## [Aim]
Word for word, transcribe the lines from the one containing "Mark each instance of the cat's eye" through the end of the entries, both included, and nothing else.

Dataset rows on where objects appear:
********************

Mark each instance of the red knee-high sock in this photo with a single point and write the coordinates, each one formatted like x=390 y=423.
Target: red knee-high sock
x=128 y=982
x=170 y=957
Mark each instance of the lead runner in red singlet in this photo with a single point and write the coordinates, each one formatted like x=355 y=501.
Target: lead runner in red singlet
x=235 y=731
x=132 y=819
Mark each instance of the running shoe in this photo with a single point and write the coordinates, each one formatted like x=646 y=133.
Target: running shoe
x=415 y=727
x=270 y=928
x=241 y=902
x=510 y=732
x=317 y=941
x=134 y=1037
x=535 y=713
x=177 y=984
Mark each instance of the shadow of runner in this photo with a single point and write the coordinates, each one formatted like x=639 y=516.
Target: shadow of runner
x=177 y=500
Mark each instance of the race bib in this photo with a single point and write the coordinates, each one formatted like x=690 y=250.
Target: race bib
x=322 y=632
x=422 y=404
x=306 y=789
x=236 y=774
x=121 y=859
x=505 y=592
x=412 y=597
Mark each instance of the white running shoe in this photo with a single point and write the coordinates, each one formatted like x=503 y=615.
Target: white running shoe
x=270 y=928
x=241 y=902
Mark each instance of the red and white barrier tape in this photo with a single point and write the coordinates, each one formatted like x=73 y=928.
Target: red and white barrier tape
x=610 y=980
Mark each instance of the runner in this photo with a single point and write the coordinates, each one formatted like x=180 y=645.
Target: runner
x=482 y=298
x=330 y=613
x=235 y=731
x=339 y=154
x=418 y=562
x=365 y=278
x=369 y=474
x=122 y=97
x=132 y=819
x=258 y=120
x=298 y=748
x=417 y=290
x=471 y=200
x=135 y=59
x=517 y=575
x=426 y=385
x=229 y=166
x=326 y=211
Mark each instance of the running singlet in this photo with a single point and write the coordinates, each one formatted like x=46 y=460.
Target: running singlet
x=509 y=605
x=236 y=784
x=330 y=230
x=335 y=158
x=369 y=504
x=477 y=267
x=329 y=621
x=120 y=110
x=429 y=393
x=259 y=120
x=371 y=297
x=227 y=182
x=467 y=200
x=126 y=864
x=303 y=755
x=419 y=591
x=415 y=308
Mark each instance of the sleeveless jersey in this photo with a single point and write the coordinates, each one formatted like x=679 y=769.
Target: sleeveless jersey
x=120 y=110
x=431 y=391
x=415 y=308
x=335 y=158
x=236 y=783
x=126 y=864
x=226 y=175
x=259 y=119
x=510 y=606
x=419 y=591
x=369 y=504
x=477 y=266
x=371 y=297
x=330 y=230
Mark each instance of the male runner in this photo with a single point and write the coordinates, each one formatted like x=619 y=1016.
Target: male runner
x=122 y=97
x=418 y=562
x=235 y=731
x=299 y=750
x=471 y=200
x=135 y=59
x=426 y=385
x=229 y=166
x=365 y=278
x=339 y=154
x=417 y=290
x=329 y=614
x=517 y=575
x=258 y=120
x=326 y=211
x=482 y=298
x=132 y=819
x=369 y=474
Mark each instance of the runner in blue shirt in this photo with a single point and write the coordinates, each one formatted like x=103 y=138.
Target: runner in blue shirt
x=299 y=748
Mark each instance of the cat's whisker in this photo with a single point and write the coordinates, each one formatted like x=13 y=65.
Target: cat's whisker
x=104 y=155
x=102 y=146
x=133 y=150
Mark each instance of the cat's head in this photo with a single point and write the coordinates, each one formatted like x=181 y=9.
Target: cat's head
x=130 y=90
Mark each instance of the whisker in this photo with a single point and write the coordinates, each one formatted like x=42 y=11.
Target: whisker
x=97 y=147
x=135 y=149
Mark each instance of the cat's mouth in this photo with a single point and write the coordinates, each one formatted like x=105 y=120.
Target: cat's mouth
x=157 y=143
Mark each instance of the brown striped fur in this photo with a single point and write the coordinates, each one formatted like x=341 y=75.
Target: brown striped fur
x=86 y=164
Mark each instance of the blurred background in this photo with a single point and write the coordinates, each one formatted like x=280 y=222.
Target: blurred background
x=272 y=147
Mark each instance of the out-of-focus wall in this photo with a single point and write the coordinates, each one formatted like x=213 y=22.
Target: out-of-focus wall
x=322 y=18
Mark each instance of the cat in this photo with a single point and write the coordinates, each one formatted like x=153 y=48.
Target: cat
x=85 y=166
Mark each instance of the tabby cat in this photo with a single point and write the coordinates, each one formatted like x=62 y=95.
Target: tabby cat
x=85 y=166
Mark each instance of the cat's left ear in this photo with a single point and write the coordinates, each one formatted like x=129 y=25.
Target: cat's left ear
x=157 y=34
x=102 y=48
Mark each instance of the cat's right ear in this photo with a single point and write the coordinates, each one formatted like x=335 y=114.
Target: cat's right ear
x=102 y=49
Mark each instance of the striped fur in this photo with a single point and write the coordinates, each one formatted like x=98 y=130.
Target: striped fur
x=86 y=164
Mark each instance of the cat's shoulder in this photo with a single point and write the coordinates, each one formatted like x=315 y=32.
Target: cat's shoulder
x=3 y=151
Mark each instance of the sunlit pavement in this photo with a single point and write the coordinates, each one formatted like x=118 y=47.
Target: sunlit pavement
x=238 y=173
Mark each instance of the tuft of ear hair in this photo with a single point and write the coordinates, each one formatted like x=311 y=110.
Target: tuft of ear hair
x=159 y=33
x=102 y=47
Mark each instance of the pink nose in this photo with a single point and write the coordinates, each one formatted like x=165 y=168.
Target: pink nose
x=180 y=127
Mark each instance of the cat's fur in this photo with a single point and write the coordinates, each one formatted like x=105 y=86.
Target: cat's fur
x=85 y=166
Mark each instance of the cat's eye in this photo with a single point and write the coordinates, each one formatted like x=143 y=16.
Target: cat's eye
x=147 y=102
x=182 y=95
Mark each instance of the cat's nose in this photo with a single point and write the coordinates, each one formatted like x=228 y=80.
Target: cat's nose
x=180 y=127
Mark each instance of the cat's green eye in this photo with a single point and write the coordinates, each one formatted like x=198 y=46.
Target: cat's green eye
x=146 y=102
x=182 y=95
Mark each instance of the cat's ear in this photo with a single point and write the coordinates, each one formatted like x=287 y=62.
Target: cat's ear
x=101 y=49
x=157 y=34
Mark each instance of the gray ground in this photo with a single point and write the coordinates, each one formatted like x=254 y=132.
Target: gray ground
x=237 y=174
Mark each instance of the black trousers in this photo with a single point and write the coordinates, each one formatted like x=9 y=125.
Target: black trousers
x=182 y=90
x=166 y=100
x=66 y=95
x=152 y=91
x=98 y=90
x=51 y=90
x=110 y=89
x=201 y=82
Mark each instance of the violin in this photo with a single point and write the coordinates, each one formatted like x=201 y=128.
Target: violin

********************

## [Response to the task]
Mark each instance of the cat's eye in this photo with a single point and write the coordinates, each one formatted like x=143 y=16.
Target: cat's eye
x=147 y=102
x=182 y=95
Mark each instance of the cat's nose in this photo with a single point and write the coordinates, each one formatted like x=228 y=80.
Target: cat's nose
x=180 y=127
Mark each instance of the cat's green eye in this photo with a single point and write the coordinates, each one formatted like x=198 y=46.
Target: cat's green eye
x=146 y=102
x=182 y=95
Mark each instance of the cat's ear in this photo with a single point and write the coordinates, each one formatted like x=287 y=62.
Target: cat's ear
x=101 y=49
x=157 y=34
Mark each instance of the gray ground in this photo with a single point and write the coordinates, each one formatted like x=254 y=132.
Target: gray ground
x=237 y=174
Mark each instance of the black trousers in this photo with a single point and write the coordinates, each one formatted like x=9 y=125.
Target: black trousers
x=182 y=90
x=166 y=100
x=66 y=95
x=152 y=91
x=98 y=90
x=51 y=90
x=110 y=89
x=201 y=82
Mark each instance of the violin in this photo with a single point and write the coordinates, each one formatted like x=201 y=128.
Target: violin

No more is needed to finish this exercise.